What you need to do:
1. Answer these from the article on Margaret Holland Sargent:
(a) What two occupations did her father, Cecil Holland, have?
(b) Who introduced her to oil painting, and in which decade?
(c) Since what year has she used computers and digital cameras in her work?
2. Continue the article on Margaret Holland Sargent, picking up after its last sentence.

Extract provided:
- Margaret Holland Sargent with Bill Gates and William H. Gates, Sr. in front of Holland's painting of Mary Maxwell Gates.
- Born: December 30, 1927 (age 98) Hollywood, California, U.S.
- Occupation: portrait artist
- Years active: 1958–present

= Margaret Holland Sargent =

American artist (born 1927)

Margaret Holland Sargent (born December 30, 1927), also known as Meg Sargent, is an American portrait artist based in Los Angeles, California. She has painted over three hundred oil portraits, including portraits of Tennessee Williams, Gerald Ford, Jimmy Carter and Margaret Thatcher.

==Background==
Sargent's father, Cecil Holland, was a character actor and theatrical makeup artist. He has been cited as influential on her career. Sargent traveled extensively as an adult with her husband, a career military officer. She studied acting and costume design at the University of California at Los Angeles and is a member of Kappa Delta sorority.

Herbert Abrams introduced Sargent to oil painting in the 1960s and she continued to study with John Howard Sanden in the 1970s at the Art Students League of New York. She first painted in a spare bedroom of her home, eventually developing a freestanding studio on her property.

== Career ==
Sargent is a skilled businesswoman who has promoted herself throughout her career, employing portfolios, flyers, a website and print advertisements. She has used computers and digital cameras in her work since 1997.

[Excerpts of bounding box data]

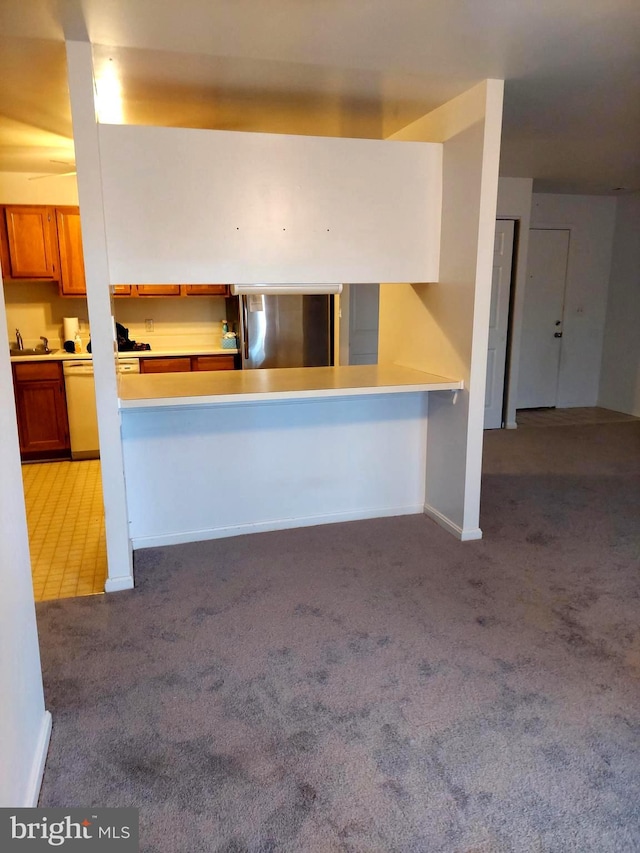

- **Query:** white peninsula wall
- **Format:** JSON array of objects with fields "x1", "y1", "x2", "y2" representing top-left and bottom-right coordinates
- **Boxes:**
[{"x1": 67, "y1": 31, "x2": 502, "y2": 589}]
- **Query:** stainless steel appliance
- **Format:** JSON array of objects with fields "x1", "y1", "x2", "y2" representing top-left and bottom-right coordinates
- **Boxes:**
[
  {"x1": 62, "y1": 358, "x2": 140, "y2": 459},
  {"x1": 239, "y1": 293, "x2": 334, "y2": 369}
]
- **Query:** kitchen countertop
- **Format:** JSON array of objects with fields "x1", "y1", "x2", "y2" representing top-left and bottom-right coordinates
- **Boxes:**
[
  {"x1": 118, "y1": 364, "x2": 463, "y2": 409},
  {"x1": 11, "y1": 346, "x2": 238, "y2": 362}
]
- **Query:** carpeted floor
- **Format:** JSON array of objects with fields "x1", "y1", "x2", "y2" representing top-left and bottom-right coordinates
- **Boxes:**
[{"x1": 38, "y1": 423, "x2": 640, "y2": 853}]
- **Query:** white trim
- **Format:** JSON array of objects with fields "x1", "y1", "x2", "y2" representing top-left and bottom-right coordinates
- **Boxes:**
[
  {"x1": 423, "y1": 504, "x2": 482, "y2": 542},
  {"x1": 22, "y1": 711, "x2": 51, "y2": 809},
  {"x1": 104, "y1": 575, "x2": 133, "y2": 592},
  {"x1": 131, "y1": 504, "x2": 423, "y2": 551}
]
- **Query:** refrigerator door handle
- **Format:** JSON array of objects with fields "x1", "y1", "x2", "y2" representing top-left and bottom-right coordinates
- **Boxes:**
[{"x1": 242, "y1": 296, "x2": 249, "y2": 361}]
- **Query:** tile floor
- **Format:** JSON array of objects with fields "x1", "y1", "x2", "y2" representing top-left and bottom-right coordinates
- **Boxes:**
[
  {"x1": 22, "y1": 459, "x2": 107, "y2": 601},
  {"x1": 516, "y1": 406, "x2": 638, "y2": 428}
]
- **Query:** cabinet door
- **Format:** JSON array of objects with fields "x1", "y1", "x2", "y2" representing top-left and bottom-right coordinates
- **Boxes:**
[
  {"x1": 136, "y1": 284, "x2": 180, "y2": 296},
  {"x1": 14, "y1": 362, "x2": 70, "y2": 459},
  {"x1": 4, "y1": 205, "x2": 57, "y2": 279},
  {"x1": 56, "y1": 207, "x2": 87, "y2": 296},
  {"x1": 185, "y1": 284, "x2": 229, "y2": 296},
  {"x1": 140, "y1": 356, "x2": 191, "y2": 373},
  {"x1": 191, "y1": 355, "x2": 235, "y2": 370}
]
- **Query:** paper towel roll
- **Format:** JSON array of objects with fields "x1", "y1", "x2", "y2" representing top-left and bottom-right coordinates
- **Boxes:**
[{"x1": 62, "y1": 317, "x2": 78, "y2": 341}]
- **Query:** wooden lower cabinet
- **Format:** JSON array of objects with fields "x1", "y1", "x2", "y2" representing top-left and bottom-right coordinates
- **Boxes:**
[
  {"x1": 191, "y1": 355, "x2": 235, "y2": 370},
  {"x1": 184, "y1": 284, "x2": 231, "y2": 296},
  {"x1": 140, "y1": 355, "x2": 235, "y2": 373},
  {"x1": 13, "y1": 361, "x2": 71, "y2": 460},
  {"x1": 136, "y1": 284, "x2": 180, "y2": 296},
  {"x1": 140, "y1": 356, "x2": 191, "y2": 373}
]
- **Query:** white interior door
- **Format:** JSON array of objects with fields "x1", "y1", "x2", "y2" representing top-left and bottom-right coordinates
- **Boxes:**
[
  {"x1": 484, "y1": 219, "x2": 514, "y2": 429},
  {"x1": 517, "y1": 228, "x2": 570, "y2": 409}
]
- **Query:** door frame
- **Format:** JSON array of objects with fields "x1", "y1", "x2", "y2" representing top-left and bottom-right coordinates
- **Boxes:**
[
  {"x1": 484, "y1": 215, "x2": 520, "y2": 429},
  {"x1": 516, "y1": 222, "x2": 574, "y2": 408}
]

Responses to the exercise:
1.
(a) He was a character actor and a theatrical makeup artist.
(b) Herbert Abrams, in the 1960s.
(c) Since 1997.

2.
Sargent has frequently painted portraits of officers from the U.S. military, such as Alexander Haig, James Stockdale She is known for painting many of the first women officers in the United States military, including Kristin Baker (first Captain at West Point), first woman graduate from West Point (Andrea Hollen), and the first female chaplain in the armed forces, Dianna Pohlman Bell. She painted Mary Maxwell Gates' portrait. Her artwork of Dorothy Stimson Bullitt was used as cover art for Delphine Haley's book, Dorothy Stimson Bullitt: An Uncommon Life.

Sargent was the first female member of the Salmagundi Club, the American Portrait Society, and the Council of Leading American Portrait Painters.

Throughout her painting career, Sargent has acted in movies, television, and commercials.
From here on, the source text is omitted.